[Records]
(begin)

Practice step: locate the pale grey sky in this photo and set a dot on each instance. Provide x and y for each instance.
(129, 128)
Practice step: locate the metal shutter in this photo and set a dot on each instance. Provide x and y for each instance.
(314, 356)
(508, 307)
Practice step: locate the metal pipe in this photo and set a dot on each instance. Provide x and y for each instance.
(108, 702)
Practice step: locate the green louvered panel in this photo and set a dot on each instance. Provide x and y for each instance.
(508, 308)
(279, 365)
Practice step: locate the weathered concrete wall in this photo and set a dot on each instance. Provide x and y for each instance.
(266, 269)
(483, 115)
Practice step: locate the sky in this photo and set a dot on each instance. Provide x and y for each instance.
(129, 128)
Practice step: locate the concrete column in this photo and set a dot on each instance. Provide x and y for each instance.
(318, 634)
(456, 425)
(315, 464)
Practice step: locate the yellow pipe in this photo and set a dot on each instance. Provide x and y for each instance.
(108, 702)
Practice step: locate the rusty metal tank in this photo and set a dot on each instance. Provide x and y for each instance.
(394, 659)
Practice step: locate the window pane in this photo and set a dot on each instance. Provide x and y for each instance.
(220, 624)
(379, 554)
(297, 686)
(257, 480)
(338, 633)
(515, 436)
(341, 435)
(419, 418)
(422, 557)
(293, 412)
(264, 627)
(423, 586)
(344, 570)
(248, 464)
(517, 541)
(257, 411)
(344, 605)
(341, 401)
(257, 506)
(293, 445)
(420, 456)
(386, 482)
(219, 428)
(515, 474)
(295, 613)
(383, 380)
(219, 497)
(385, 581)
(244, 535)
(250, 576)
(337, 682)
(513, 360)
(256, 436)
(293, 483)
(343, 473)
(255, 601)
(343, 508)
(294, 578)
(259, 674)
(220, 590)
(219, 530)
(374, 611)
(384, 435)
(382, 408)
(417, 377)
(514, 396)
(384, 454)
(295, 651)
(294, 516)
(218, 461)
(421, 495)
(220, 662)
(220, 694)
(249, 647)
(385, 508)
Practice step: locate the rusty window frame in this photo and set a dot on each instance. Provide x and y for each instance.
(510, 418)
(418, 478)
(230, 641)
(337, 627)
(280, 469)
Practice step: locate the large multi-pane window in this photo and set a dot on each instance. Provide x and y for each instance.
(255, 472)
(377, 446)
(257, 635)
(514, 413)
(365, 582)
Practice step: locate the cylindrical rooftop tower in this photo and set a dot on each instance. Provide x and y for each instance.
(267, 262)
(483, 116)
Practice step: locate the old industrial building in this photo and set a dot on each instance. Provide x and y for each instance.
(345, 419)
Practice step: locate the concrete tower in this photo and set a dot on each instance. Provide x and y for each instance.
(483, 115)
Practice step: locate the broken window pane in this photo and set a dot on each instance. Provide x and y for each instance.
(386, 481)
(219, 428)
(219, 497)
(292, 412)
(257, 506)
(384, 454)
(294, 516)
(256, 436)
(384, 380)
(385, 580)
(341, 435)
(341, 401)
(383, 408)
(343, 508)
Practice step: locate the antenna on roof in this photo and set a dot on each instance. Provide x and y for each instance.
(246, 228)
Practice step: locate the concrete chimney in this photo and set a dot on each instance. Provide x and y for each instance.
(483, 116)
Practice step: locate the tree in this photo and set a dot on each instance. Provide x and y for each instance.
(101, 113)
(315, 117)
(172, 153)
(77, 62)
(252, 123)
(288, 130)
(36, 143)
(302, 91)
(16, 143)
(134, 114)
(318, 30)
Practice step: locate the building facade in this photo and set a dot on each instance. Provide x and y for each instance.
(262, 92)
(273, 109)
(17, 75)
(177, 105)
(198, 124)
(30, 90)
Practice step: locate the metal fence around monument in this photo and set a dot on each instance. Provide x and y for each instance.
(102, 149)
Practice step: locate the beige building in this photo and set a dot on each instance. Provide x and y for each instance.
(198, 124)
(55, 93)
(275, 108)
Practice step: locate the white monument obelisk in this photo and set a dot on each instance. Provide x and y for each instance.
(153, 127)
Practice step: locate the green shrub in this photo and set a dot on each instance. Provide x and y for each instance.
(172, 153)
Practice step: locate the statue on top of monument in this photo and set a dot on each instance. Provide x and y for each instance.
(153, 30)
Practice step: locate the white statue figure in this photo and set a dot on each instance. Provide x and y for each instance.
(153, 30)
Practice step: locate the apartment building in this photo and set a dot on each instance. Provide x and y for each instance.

(end)

Could you arrange every row above as a numbered list, leaving out any blank lines?

The answer.
1. Practice step: locate the pale grey sky in this photo and set a dot on each instance. Provide x and y for each instance.
2. (129, 128)
3. Practice step: locate the metal shutter in this photo and set a dot on each instance. Provide x and y for each instance.
4. (314, 356)
5. (508, 307)
6. Practice step: locate the metal pipe in this photo and set a dot on each instance. Provide x and y for each instance.
7. (108, 702)
8. Practice step: locate the green louvered panel in this photo and set a dot on each instance. Provide x and y for each instance.
9. (508, 308)
10. (279, 365)
11. Practice step: locate the weathered concrete wall in this photo and set a dot on each instance. Provide x and y for each instance.
12. (266, 269)
13. (483, 115)
14. Practice step: locate the sky in this photo and set a dot on each instance. Provide x and y for each instance.
15. (129, 128)
16. Practice step: locate the concrete column in this photo and set a dot on each instance. Provide x and y for each instance.
17. (318, 634)
18. (456, 425)
19. (315, 464)
20. Practice step: locate the yellow pipe in this photo and set a dot on each instance. Provide x and y for each instance.
21. (108, 702)
22. Practice step: locate the rusty metal tank in this photo and set a dot on each instance. Provide x and y for each instance.
23. (394, 659)
24. Practice step: locate the window pane in this photo and set a dot on each instance. Provide x and y for each instance.
25. (220, 624)
26. (379, 554)
27. (297, 686)
28. (257, 480)
29. (338, 633)
30. (515, 436)
31. (341, 435)
32. (419, 418)
33. (422, 557)
34. (293, 412)
35. (264, 627)
36. (423, 586)
37. (344, 570)
38. (248, 464)
39. (517, 541)
40. (257, 411)
41. (344, 605)
42. (341, 401)
43. (257, 506)
44. (293, 445)
45. (420, 456)
46. (386, 482)
47. (219, 428)
48. (515, 474)
49. (295, 613)
50. (383, 380)
51. (219, 497)
52. (385, 581)
53. (244, 535)
54. (250, 576)
55. (337, 682)
56. (513, 360)
57. (256, 436)
58. (293, 483)
59. (343, 473)
60. (255, 601)
61. (343, 508)
62. (294, 578)
63. (259, 674)
64. (220, 590)
65. (219, 530)
66. (374, 611)
67. (384, 435)
68. (382, 408)
69. (417, 377)
70. (514, 396)
71. (384, 454)
72. (295, 651)
73. (294, 516)
74. (218, 461)
75. (421, 495)
76. (220, 662)
77. (220, 694)
78. (249, 647)
79. (385, 508)
80. Practice step: locate the rusty window frame in this photo and set a dot on each instance. Provide x and y for each instance.
81. (510, 418)
82. (418, 478)
83. (230, 641)
84. (337, 627)
85. (280, 469)
86. Practice step: locate the large multi-pane window in this photo and set a dot on each instance. Provide x and y for each instance.
87. (255, 472)
88. (377, 446)
89. (257, 635)
90. (514, 413)
91. (365, 582)
92. Practice step: locate the cylindrical rooftop tower in this photo and set a dot on each instance. Provide x and y for each instance.
93. (267, 262)
94. (483, 116)
95. Practice step: locate the old industrial building in this photo and set a dot on each instance. Provide x and y for each instance.
96. (345, 419)
97. Practice step: locate the concrete tower in this photo and set a dot on each instance. Provide x and y for each instance.
98. (483, 115)
99. Practice step: locate the broken window pane in this photo and set a dot on each instance. Provide x and y for each instance.
100. (386, 481)
101. (219, 428)
102. (219, 497)
103. (292, 412)
104. (257, 506)
105. (384, 454)
106. (294, 516)
107. (256, 436)
108. (384, 380)
109. (385, 580)
110. (341, 435)
111. (341, 401)
112. (383, 408)
113. (343, 508)
114. Practice step: locate the antenna on roof in this photo and set a dot on each instance. Provide x and y for each instance.
115. (246, 228)
116. Practice step: locate the concrete chimney in this photo and set a dot on each instance. Provide x and y for each instance.
117. (483, 116)
118. Practice step: locate the tree in this photo and set a dot on each instance. Provide x and y for each instance.
119. (101, 113)
120. (315, 117)
121. (172, 153)
122. (77, 62)
123. (252, 123)
124. (288, 130)
125. (36, 143)
126. (302, 91)
127. (16, 143)
128. (134, 114)
129. (318, 30)
130. Practice step: locate the building facade in this photo and set a dot on each instance. Provide x and y for each instance.
131. (262, 92)
132. (273, 109)
133. (17, 75)
134. (177, 105)
135. (198, 124)
136. (30, 90)
137. Practice step: locate the metal fence around monument in this photo and set a dot on each instance. Provide x and y for each instance.
138. (102, 149)
139. Practice step: locate the beige building in this photo and set a dot on each instance. Provide x and y for each instance.
140. (198, 124)
141. (55, 93)
142. (275, 108)
143. Practice step: locate the white monument obelisk in this photo and set a dot on each instance. Provide x and y for each instance.
144. (153, 127)
145. Practice step: locate the green shrub in this photo and set a dot on each instance. Provide x and y for each instance.
146. (172, 153)
147. Practice step: locate the statue on top of monument in this photo and set a dot on each instance. Provide x and y for each instance.
148. (153, 30)
149. Practice step: locate the white statue figure in this photo and set a dot on each instance. Provide x and y for each instance.
150. (153, 30)
151. Practice step: locate the apartment building in this photo and set a dot on each instance. Provide x and y for each instance.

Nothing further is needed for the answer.